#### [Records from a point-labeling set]
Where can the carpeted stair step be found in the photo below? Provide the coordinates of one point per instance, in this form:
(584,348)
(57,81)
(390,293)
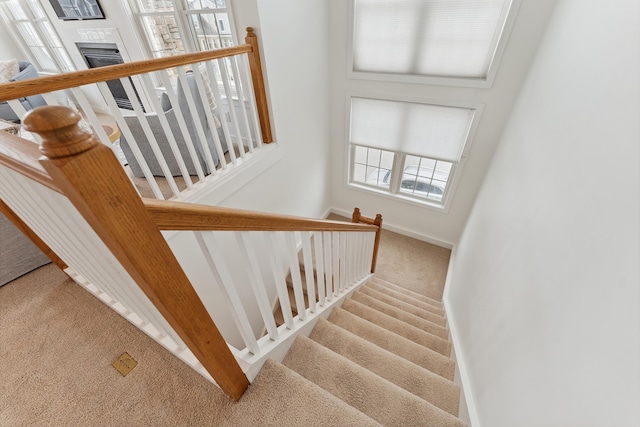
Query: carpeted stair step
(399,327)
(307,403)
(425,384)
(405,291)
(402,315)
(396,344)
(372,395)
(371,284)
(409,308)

#### [GOAL]
Copy the records above word for word, leaving out the pictures.

#### [PROBLEM SOLUTION]
Where can the carpeted stair step be found in the photo below? Provide the coordinates of one point per instance, in this form:
(584,348)
(57,81)
(390,293)
Query: carpeted stair step
(399,327)
(307,403)
(425,384)
(405,291)
(402,315)
(396,344)
(372,395)
(371,284)
(409,308)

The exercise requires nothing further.